TEXTO FORNECIDO -
- - - -

As eleições presidenciais do Brasil, terminou com a vitória de Dilma Rousseff, que obteve 54,5 milhões de votos contra  Aécio Neves que obteve 50,9 milhões de votos.  Percentualmente Dilma ficou com 51,7% e Aécio com 48,3% dos votos válidos.

A diferença entre os dois candidatos ficou em 3,6 milhões de votos ou 3,4%.  Uma votação apertada, considerando as últimas eleições presidenciais.  Mas 3,4% ou 3,6 milhões de votos não é assim tão pouca coisa.

Contrapondo com o caso descrito dos Estados Unidos, onde a vitória de Bush foi decorrente de apenas 537 votos populares, no colégio eleitoral da Flórida, nosso conceito de "apertada" deve ser repensado.

A intolerância e a prepotência da direita arcaica brasileira, não permitem que aceitem a derrota nas urnas, então criam  dois Brasis, separados por uma linha imaginária onde um lado é composto pelas pessoas que deram a vitória ao candidato da direita e o outro Brasil é composto pelas pessoas que deram vitória ao adversário.


OS DOIS BRASIS



Tão logo as urnas indicavam a vitória de Dilma Rousseff, os intolerantes e autoritários da direita arcaica, começavam a apontar possíveis culpados por que estava ocorrendo.  Embora Minas Gerais, reduto eleitoral de Aécio tenha dado vitória à Dilma, a culpa mesmo recaiu sobre o nordeste, onde a diferença em favor visível.

A partir do final da apuração iniciou uma verdadeira guerra preconceituosa, intolerante, discriminatória e extremamente agressiva em relação ao nordeste, iniciando com jornalistas e colunistas da grande mídia inflamando o restante da população, com declarações absurdas, deprimentes dos eleitores de Aécio, que na verdade são anti petistas.

A tônica dos ataques eram basicamente a desqualificação do "culpado", como ignorantes, burros, manipuláveis, pessoas que se vende pela esmola do bolsa família, um bando de miseráveis, enquanto que do outro lado estava um sulista, rico, inteligente, culto, poderoso. 

Digo Mainardi, na Globonews, em suas avaliações desfilou um rosário de de agressões, pré conceitos e ódio aos nordestinos.
"O Nordeste sempre foi retrógrado, sempre foi governista, sempre foi BOVINO, sempre foi subalterno em relação ao poder, durante a ditadura militar, depois com o reinado do PFL e agora com o PT. É uma região atrasada, pouco educada, pouco construída que tem uma grande dificuldade para se modernizar na linguagem. A imprensa livre só existe da metade do Brasil para baixo. Tudo que representa a modernidade tá do outro lado. "

- - - -

LISTAGEM -

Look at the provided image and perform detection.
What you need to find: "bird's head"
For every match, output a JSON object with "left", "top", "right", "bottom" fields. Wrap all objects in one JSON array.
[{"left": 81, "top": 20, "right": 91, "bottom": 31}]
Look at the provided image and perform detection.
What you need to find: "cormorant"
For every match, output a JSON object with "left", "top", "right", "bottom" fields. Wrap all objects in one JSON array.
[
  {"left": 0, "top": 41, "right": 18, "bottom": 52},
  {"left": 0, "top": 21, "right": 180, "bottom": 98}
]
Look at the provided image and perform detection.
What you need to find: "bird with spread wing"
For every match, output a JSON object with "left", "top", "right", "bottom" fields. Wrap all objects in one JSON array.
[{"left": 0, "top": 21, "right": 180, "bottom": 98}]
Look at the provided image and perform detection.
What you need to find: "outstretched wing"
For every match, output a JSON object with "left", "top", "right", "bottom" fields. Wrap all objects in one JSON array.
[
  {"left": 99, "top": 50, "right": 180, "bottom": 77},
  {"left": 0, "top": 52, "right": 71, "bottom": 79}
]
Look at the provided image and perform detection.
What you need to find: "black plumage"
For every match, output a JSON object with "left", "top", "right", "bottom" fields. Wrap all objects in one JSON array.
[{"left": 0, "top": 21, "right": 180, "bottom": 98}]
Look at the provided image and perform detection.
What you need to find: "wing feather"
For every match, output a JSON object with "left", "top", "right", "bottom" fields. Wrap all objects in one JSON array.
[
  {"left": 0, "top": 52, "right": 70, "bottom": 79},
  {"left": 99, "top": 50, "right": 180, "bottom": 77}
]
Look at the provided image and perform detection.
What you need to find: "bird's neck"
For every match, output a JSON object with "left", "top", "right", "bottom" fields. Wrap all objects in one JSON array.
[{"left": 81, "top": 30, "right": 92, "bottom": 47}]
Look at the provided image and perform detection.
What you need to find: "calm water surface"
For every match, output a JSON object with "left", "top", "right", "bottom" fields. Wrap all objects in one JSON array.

- - - -

TAREFAS ESCRITAS -
A - Indique se cada afirmação concorda com o texto fornecido, justificando com as palavras exatas do texto: (i) Dilma Rousseff obteve 51,7% dos votos válidos; (ii) Minas Gerais deu a vitória a Aécio Neves; (iii) a vitória de Bush resultou de apenas 537 votos populares na Flórida.
B - Reescreva o trecho do texto fornecido que vai de "A partir do" até "inteligente, culto, poderoso.", inclusive, e substitua "grande mídia" por "imprensa tradicional".

RESPOSTAS ESCRITAS -
A -
(i) Sim: "Percentualmente Dilma ficou com 51,7%"
(ii) Não: "Embora Minas Gerais, reduto eleitoral de Aécio tenha dado vitória à Dilma"
(iii) Sim: "a vitória de Bush foi decorrente de apenas 537 votos populares, no colégio eleitoral da Flórida"

B -
A partir do final da apuração iniciou uma verdadeira guerra preconceituosa, intolerante, discriminatória e extremamente agressiva em relação ao nordeste, iniciando com jornalistas e colunistas da imprensa tradicional inflamando o restante da população, com declarações absurdas, deprimentes dos eleitores de Aécio, que na verdade são anti petistas.

A tônica dos ataques eram basicamente a desqualificação do "culpado", como ignorantes, burros, manipuláveis, pessoas que se vende pela esmola do bolsa família, um bando de miseráveis, enquanto que do outro lado estava um sulista, rico, inteligente, culto, poderoso.